**Excerto**:
--------
O pecado da incúria

Nos passados dias 23 e 24 de Setembro, o Tufão Ragatsa atingiu a Província de Guangdong, na China continental, e também Hong Kong e Macau, duas regiões administrativas especiais da China. Este super tufão causou alguns estragos nestas três zonas. Felizmente, todos estavam preparados e os danos foram mínimos. As ocorrências mais sérias foram ferimentos provocados em algumas pessoas.

Em Hong Kong, uma família decidiu ir para a o molhe observar os ventos e as ondas. Infelizmente a mãe e o filho caíram ao mar. O pai saltou logo para os salvar deixando para trás a filha de 9 anos, sozinha e a chorar. Outras pessoas que aí se encontravam tentaram salvá-los de imediato, mas não conseguiram. Por sorte, um barco de pesca estava a passar e o marinheiro e o filho foram em socorro das vítimas. A mãe e o filho estavam inconscientes e o pai embora consciente estava ligeiramente ferido.

Posteriormente, o secretário para a Segurança de Hong Kong, Chris Tang, afirmou que embora a “perseguição de ventos e ondas” (追風逐浪) não fosse criminalizada em Hong Kong, levar crianças para o meio da tempestade durante a passagem de um tufão pode constituir “negligência infantil” (疏忽照顧兒童) e disse ainda que o Governo de Hong Kong irá investigar mais aprofundadamente esta matéria. Isto significa que a “perseguição de ventos e ondas ” pode vir a ser criminalizada.
--------
**Material de origem**:
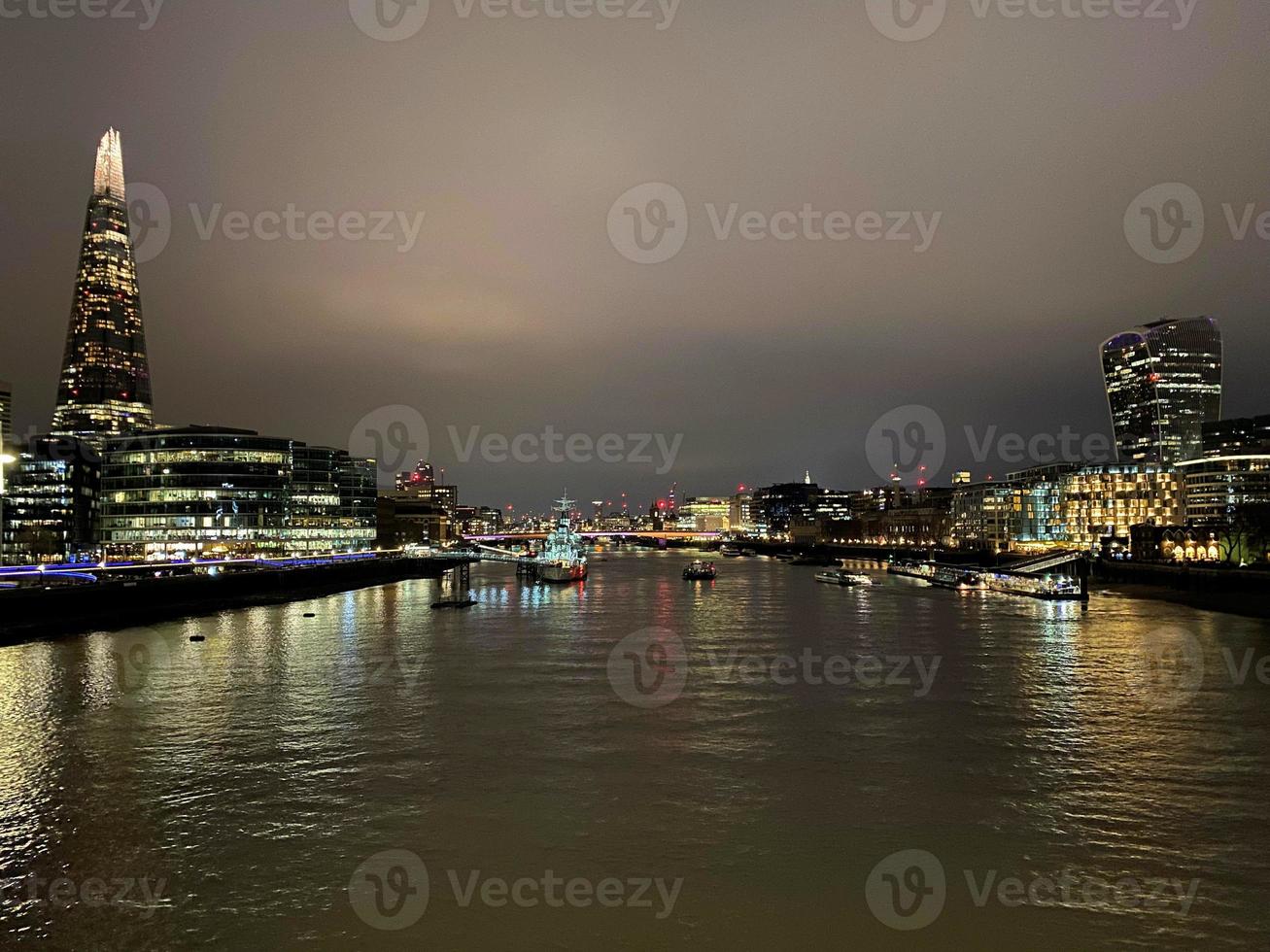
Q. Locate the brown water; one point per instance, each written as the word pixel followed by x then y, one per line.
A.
pixel 231 791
--------
**Tarefas a realizar**:
1 > No texto sobre o tufão, por que razão a «perseguição de ventos e ondas» pode vir a ser criminalizada em Hong Kong? Responda em uma a três frases.
2 > Prossiga, por favor, o texto sobre o tufão a partir da última frase apresentada.
O material é independente do texto sobre o tufão.

**Respostas aos exercícios**:
1 > Porque o secretário para a Segurança de Hong Kong, Chris Tang, afirmou que levar crianças para o meio da tempestade durante a passagem de um tufão pode constituir negligência infantil. Disse ainda que o Governo de Hong Kong irá investigar mais aprofundadamente esta matéria.

2 >
Há algumas semanas, mencionámos nesta coluna o processo movido em Shenzhen contra pessoas que escalaram a montanha durante uma tempestade. Actualmente, Hong Kong só tem legislação que pune a entrada em praias vedadas pelo Governo Hong Kong, com uma multa máxima de 2.000 HKD e 14 dias de prisão. No entanto, apenas é criminalizada a “entrada em zonas proibidas” e não a “perseguição de ventos e ondas” durante uma tempestade. Em última análise, em Hong Kong, a “perseguição de ventos e ondas” não é crime.

Para impedir completamente as tragédias causadas pela “perseguição de ventos e ondas” durante a passagem de tufões, é necessário a implementação de legislação que a criminalize. Como mencionámos na coluna anterior, o acto de “perseguir ventos e ondas” é difícil de definir e de regular. Se o facto de ficar na praia durante uma tempestade for considerado um delito de “perseguição de ventos e ondas”, muitas pessoas serão acusadas. A lei tem de ser clara e detalhada e o seu âmbito deve ser limitado. Caso contrário, cria-se uma lei que será quebrada por muitas pessoas, o que não será certamente a intenção do legislador. Além disso, a actual agência de fiscalização é composta por funcionários do Departamento de Serviços Culturais e de Lazer (LCSD) do Governo de Hong Kong, e não da polícia. Se houver resistência às indicações dos funcionários, a situação será ainda mais caótica.

Outra consideração na legislação penal é a questão da prova. Como é que se pode provar que este grupo de pessoas estava a “perseguir ventos” na costa durante uma tempestade? Os funcionários do LCSD, embora estejam de serviço, também põem as suas vidas em risco durante as intempéries e têm simultaneamente de fazer cumprir a lei. O ambiente adverso em matéria de aplicação da lei exige uma atenção especial. Por outras palavras, num ambiente de alto risco, como podemos garantir que a equipa do LCSD está a aplicar a lei em segurança?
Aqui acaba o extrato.